Saved entries
▽

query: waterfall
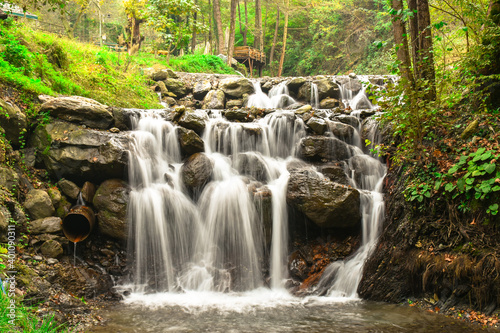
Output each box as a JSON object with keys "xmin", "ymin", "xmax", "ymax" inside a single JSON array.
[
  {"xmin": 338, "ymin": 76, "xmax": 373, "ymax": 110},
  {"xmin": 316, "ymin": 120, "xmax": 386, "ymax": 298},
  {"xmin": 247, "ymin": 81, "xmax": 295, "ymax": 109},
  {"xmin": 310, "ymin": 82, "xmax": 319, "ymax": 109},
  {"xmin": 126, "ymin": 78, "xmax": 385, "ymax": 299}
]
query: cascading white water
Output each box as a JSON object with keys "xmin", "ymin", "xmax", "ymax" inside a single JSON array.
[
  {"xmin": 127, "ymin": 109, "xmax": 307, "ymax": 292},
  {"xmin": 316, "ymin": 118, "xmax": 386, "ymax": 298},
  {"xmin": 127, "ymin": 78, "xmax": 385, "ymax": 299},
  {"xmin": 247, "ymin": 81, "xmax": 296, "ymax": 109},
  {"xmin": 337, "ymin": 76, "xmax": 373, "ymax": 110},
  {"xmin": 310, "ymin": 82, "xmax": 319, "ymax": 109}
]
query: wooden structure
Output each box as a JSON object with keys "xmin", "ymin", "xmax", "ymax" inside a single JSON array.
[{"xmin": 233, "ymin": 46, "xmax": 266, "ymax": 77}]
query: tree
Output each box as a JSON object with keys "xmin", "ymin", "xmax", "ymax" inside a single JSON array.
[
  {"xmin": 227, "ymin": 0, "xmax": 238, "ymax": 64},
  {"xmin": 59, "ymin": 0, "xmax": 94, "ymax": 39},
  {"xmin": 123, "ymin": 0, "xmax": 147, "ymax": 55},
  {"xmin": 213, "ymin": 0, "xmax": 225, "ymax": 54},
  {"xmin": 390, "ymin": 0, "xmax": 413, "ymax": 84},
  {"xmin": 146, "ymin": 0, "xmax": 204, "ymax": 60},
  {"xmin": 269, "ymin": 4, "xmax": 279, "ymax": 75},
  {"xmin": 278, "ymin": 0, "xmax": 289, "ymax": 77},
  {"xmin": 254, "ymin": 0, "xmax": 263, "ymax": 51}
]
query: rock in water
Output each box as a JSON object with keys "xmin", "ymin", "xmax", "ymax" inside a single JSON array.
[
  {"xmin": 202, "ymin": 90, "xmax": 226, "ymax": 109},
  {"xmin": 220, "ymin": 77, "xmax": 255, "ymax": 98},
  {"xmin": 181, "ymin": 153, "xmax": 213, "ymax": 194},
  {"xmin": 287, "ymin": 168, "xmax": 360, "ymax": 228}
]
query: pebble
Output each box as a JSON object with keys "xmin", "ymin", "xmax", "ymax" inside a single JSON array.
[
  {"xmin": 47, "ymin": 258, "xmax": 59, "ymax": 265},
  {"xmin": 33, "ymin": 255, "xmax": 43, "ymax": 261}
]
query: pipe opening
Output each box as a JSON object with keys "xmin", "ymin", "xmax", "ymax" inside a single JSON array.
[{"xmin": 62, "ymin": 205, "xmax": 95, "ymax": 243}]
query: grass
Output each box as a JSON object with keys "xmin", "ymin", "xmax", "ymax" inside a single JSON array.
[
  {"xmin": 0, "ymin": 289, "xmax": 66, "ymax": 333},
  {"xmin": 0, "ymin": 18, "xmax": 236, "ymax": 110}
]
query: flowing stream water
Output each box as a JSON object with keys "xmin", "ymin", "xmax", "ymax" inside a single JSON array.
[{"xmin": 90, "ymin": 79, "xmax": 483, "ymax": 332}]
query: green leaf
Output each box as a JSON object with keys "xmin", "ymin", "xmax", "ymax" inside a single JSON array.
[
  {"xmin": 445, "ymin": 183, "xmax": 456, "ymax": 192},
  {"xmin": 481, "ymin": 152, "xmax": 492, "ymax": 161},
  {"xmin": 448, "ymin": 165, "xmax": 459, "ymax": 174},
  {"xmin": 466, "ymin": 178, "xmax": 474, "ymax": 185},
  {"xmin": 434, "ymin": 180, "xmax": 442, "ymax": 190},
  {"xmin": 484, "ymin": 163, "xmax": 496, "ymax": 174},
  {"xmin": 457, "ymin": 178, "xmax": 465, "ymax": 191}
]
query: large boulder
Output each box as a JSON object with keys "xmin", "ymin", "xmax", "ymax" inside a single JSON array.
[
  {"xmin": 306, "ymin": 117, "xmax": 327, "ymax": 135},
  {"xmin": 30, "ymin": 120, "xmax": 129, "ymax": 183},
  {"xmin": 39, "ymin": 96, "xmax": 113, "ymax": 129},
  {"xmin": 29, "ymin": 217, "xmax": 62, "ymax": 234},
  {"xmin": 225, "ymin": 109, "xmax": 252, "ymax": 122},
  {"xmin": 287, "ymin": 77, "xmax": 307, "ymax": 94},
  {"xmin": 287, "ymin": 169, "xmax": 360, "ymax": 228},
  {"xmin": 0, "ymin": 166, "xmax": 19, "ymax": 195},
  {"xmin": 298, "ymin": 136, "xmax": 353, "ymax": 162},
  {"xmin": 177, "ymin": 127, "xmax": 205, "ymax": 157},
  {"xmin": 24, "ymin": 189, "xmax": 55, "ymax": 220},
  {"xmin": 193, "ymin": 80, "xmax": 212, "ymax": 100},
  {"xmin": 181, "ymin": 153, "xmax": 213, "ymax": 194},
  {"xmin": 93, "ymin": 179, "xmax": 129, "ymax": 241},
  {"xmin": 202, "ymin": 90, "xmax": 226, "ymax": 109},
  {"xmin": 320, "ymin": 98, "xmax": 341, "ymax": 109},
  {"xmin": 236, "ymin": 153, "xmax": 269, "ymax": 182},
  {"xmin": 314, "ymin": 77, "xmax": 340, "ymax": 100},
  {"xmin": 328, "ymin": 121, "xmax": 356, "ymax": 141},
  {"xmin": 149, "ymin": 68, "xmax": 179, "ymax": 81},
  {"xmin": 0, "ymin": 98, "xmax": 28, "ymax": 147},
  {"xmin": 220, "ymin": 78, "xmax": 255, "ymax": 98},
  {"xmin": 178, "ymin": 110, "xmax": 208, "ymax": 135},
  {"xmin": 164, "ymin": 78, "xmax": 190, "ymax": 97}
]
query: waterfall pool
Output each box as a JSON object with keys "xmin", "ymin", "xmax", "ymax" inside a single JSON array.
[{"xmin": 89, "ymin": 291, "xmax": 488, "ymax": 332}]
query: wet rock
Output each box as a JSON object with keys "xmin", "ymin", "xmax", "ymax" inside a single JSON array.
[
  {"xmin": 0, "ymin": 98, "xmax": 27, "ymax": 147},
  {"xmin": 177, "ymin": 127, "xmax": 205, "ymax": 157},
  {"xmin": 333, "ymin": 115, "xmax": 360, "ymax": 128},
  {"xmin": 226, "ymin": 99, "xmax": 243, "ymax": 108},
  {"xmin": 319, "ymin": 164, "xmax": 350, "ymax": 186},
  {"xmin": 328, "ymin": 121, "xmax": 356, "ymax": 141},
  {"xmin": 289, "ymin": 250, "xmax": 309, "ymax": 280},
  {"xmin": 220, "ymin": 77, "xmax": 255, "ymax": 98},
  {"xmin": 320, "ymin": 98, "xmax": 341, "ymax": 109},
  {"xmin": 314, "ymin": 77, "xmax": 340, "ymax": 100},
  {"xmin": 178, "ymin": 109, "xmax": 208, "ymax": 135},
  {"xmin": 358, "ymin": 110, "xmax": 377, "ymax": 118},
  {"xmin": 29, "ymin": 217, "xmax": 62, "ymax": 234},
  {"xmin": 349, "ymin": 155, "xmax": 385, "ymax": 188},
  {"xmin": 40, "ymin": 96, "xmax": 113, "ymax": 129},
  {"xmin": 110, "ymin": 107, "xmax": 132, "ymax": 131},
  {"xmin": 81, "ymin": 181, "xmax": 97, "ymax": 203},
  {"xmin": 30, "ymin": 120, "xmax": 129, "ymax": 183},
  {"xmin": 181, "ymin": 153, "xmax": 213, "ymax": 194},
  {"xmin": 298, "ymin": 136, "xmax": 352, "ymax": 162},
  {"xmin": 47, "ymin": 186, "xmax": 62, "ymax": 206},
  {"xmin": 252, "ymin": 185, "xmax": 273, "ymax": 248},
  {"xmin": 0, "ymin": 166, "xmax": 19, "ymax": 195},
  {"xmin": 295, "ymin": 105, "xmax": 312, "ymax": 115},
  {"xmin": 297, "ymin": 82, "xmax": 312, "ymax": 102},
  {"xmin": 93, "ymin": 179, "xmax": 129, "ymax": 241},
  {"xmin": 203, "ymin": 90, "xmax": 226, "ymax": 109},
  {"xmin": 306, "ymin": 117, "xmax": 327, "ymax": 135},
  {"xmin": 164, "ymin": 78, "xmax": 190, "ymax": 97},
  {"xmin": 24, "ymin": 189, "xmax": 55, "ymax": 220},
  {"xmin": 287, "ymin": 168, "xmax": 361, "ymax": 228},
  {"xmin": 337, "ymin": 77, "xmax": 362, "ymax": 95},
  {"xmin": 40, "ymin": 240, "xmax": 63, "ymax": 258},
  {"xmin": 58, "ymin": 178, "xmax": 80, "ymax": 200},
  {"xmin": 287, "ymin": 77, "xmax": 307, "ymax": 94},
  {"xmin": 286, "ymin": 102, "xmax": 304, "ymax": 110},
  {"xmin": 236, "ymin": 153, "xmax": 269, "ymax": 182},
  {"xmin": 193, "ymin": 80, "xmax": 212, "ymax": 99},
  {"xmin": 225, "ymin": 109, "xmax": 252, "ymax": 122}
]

△

* **ABOUT THIS TASK**
Search the data for "waterfall". Copy each line that has it.

* **ANSWER TO THE EXERCISE**
query: waterfall
query: waterfall pool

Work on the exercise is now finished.